### Exercise input
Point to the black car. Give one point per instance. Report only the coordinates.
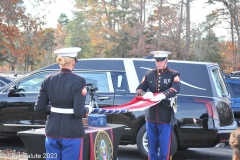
(4, 81)
(205, 117)
(233, 83)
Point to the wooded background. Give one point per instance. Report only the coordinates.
(119, 28)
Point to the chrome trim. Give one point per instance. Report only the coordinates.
(109, 78)
(23, 125)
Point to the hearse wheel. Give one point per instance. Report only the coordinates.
(142, 142)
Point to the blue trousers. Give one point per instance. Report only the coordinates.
(159, 140)
(63, 148)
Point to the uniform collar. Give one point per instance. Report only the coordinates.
(65, 70)
(162, 70)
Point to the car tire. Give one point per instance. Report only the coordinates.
(142, 142)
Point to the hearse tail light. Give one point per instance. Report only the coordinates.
(212, 112)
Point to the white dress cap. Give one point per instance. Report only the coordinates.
(68, 52)
(160, 54)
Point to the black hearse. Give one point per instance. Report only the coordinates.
(205, 117)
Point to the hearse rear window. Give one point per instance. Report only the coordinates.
(102, 80)
(219, 83)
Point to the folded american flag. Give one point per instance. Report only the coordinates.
(138, 103)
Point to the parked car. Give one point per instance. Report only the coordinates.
(205, 117)
(4, 81)
(233, 83)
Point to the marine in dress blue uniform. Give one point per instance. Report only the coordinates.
(160, 118)
(62, 96)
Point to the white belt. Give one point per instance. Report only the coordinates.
(62, 110)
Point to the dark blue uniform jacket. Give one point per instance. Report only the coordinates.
(166, 81)
(63, 90)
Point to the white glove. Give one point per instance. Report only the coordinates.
(148, 95)
(139, 92)
(158, 97)
(89, 108)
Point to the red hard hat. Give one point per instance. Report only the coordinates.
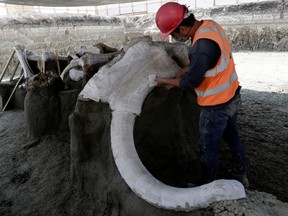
(168, 17)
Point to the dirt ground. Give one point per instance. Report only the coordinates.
(35, 174)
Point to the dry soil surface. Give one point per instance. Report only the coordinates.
(35, 174)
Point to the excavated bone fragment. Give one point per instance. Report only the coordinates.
(124, 86)
(22, 56)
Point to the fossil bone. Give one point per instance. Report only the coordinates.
(124, 86)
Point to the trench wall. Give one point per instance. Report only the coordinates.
(255, 26)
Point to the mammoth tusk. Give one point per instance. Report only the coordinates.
(124, 86)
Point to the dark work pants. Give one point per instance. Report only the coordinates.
(215, 124)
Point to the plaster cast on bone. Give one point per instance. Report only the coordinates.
(22, 57)
(124, 86)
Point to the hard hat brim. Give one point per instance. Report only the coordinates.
(163, 36)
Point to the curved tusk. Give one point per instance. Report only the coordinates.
(125, 85)
(152, 190)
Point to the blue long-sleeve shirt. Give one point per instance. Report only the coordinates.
(203, 56)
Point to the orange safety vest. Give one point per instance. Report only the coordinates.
(219, 83)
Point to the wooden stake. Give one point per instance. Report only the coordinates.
(13, 92)
(15, 69)
(7, 64)
(58, 65)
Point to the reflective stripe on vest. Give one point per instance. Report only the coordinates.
(224, 62)
(218, 88)
(219, 83)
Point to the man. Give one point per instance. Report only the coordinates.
(211, 73)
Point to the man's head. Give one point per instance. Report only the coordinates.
(175, 19)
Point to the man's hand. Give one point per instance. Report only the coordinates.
(180, 73)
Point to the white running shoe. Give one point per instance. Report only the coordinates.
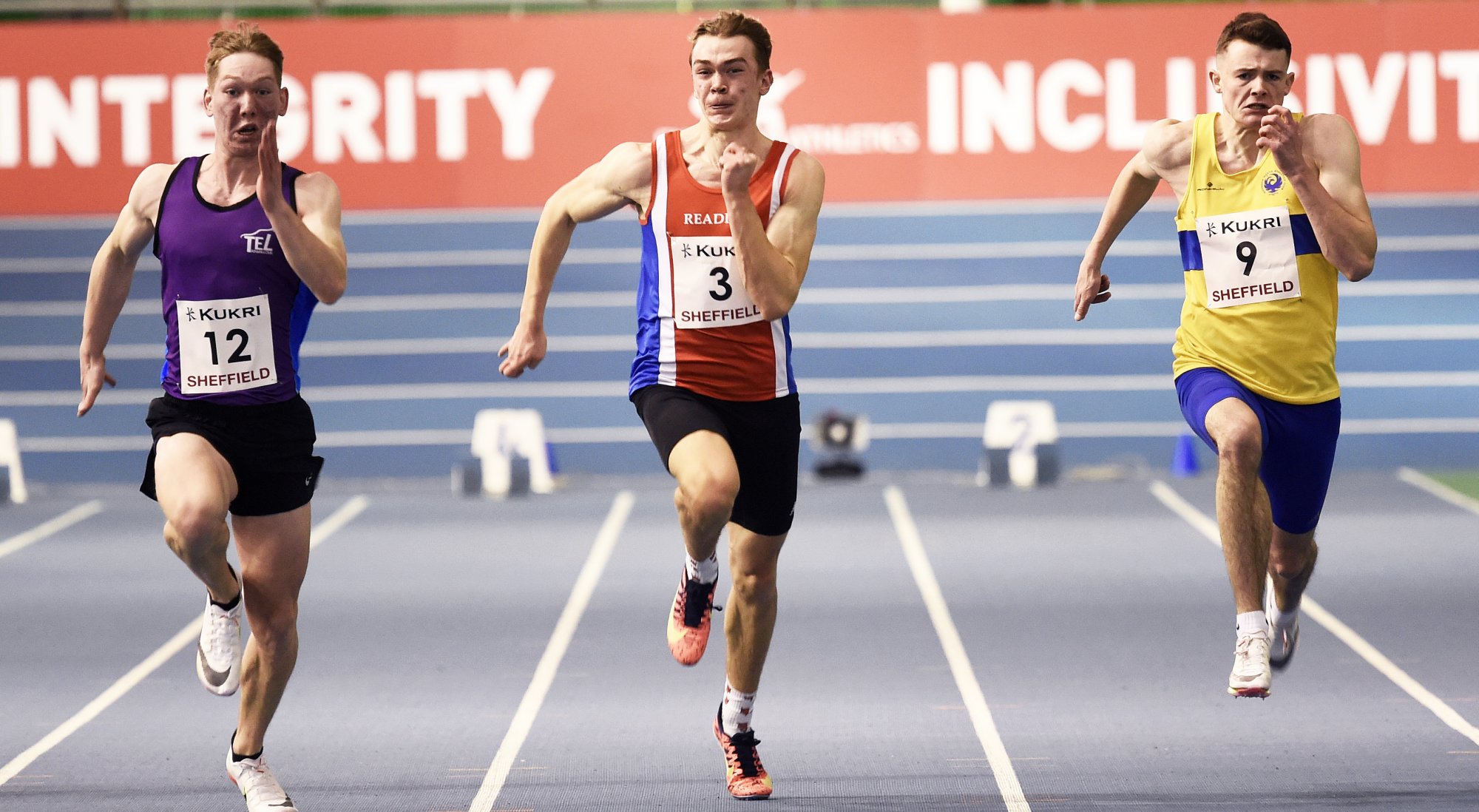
(218, 656)
(1283, 626)
(1250, 668)
(258, 786)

### What you should do
With the pictures left out, output exactly the lines that begin at the line containing "Point to the curved" and end at the last line of the material.

### Exercise answer
Point to the curved tusk. Give one point per instance. Report only the coordinates.
(125, 85)
(152, 190)
Point to the blue long-sleeve shirt. Give one point per instance. Report only the coordinates.
(203, 56)
Point to the orange safety vest. Give one point per instance. Report only the coordinates.
(219, 83)
Point to the wooden stake. Give one point per instance. Report only the coordinates.
(13, 92)
(15, 69)
(7, 64)
(58, 65)
Point to the reflective stripe on vest. Give one point per instance. Report only the coordinates.
(224, 62)
(218, 88)
(219, 83)
Point to the man. Give one point per instance. Report only the coordinates.
(211, 73)
Point to the man's head. Give one point per instance. Report only the coordinates.
(175, 19)
Point to the man's hand. Give one point per instance. Report only the coordinates.
(180, 73)
Point to the white running shoe. Give one point per instance. Report only the coordinates.
(218, 656)
(1283, 626)
(1250, 668)
(258, 786)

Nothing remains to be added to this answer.